Write the listing out again, all of it, word for word.

-----

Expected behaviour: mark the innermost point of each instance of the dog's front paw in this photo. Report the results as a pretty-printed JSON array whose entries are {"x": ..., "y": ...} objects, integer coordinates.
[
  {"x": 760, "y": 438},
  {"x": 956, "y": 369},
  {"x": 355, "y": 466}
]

-----

** OUTPUT **
Expected behaviour: mark the innermost point of each instance of the dog's front paw in this photo. Report the results as a pretty-printed JSON array whose entries are {"x": ..., "y": ...} objects, integer coordinates.
[
  {"x": 760, "y": 438},
  {"x": 956, "y": 369},
  {"x": 355, "y": 466}
]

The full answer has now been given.